Problems to solve:
[a] In the article on billionaire investment, by what percentage is the number of wealthy individuals globally expected to rise during the five years to 2028?
[b] Please carry the article on billionaire investment forward from its final sentence.

Text:
══════════════════════════════
Will Investments By A Growing Number Of Billionaires Impact The Economy?
The expanding cohort of wealthy individuals looks favourably on commercial real estate
Will Investments By A Growing Number Of Billionaires Impact The Economy?
How wealth or property firms deliver these “lifestyle” and “legacy” offerings will, in my view, be the key to creating and maintaining active and longstanding connections with the next generation of wealthy individuals
Global GDP will likely expand by around 2.9 per cent in 2024, down from 3.1 per cent a year earlier. The American economy’s unexpected resilience is partly down to increased consumer spending, fuelled by savings accumulated during the Covid-19 pandemic.
Wealth creation is set to be positive in the near term. Respondents from all over the world confirmed that on average their clients were expecting to see their wealth portfolios grow this year.
The most confident region was the Middle East, with a strong showing from Asian and Australasian respondents. While still optimistic, African and European clients were the most modest in their expectations of the year ahead.
We expect the number of wealthy individuals globally to rise by 28.1 per cent during the five years to 2028. While positive, our forecast points to a rate of expansion noticeably slower than the 44 per cent increase experienced in the five-year period to 2023.
This expanding cohort of wealthy individuals looks favourably on real estate. Almost a fifth of UHNWIs plan to invest in commercial real estate this year, while more than a fifth is planning to buy residential. Growth over the forecast period provides various opportunities for investors, particularly developers able to deliver property that suits the shifting tastes of the newly minted.
══════════════════════════════
Saved entries:

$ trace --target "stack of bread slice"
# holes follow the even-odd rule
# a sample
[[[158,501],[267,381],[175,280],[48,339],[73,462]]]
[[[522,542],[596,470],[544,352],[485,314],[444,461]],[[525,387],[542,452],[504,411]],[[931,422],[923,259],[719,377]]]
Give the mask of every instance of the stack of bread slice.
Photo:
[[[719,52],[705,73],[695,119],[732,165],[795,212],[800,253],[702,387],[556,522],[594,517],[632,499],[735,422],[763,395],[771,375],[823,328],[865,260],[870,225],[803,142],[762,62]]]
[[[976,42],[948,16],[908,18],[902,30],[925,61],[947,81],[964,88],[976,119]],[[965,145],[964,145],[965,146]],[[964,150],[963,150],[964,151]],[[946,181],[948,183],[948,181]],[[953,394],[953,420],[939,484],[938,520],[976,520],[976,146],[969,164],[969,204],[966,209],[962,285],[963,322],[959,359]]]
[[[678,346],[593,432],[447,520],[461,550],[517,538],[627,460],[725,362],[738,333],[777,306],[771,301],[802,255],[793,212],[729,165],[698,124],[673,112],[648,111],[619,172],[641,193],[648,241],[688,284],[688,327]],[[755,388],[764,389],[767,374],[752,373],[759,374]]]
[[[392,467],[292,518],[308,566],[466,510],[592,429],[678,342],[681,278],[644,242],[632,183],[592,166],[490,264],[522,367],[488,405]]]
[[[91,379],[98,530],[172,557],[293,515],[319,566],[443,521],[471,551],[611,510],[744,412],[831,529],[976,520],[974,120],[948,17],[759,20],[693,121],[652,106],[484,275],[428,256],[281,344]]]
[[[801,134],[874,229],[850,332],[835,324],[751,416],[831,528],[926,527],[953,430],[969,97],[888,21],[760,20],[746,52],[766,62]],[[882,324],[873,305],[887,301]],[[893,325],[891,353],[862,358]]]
══════════════════════════════
Answers by task:
[a] 28.1 percent

[b]
While the challenges are different in commercial markets, there are arguably larger opportunities. The market disruption is impacting offices in particular, but also other sectors, considered alongside the requirement for investment to “green” existing property assets, points to a need for very deep pools of equity to come into the sector. With so much wealth set to be created in the coming years, there will be plenty of opportunities for those with the right skills and insights.
In all the markets, the one per cent threshold starts far below the $30 million entry point for becoming a UHNWI. European hubs top the list, led by Monaco, where $12.9 million is the threshold to join the one per cent club. Following behind are Luxembourg at $10.8 million and Switzerland at $8.5 million. Perhaps surprisingly, bearing in mind its dominance in terms of overall wealth creation, the US comes in fourth, at US$5.8 million. Across the Asia-Pacific region, Singapore leads the pack with a requirement of US$5.2 million.
As Western countries in particular grapple with government deficits and the need to raise tax revenue, expect greater policy focus on where wealth is located, how it is distributed across economies and how governments can both tax it and encourage its growth: not an easy mix of outcomes to secure.
Where 22 per cent of UHNWIs are expected to invest in a home purchase this year, only 19 per cent of them are expected to take the same route. Boomers appear most reticent (eight per cent and seven per cent for females and males, respectively) while millennials are most active, with scores approaching UHNWI levels (23 per cent for females and 21 per cent for males).
When it comes to commercial property, 19 per cent of UHNWIs are considering investing this year. Given the larger financial commitment required, it is probably unsurprising that a much smaller percentage of HNWIs are considering a similar move: only seven per cent overall, with male millennials the most committed (nine per cent) and male boomers the least (three per cent).
The transition to the next generation will impact not just how we deliver investment services, but also the kinds of investments we make. Sustainability and impact investing are clear examples. The growth seen in both areas hasn’t been driven solely by younger investors – but there is growing awareness that investment portfolios can actually have a positive impact on people and the planet and many younger clients want help to achieve this.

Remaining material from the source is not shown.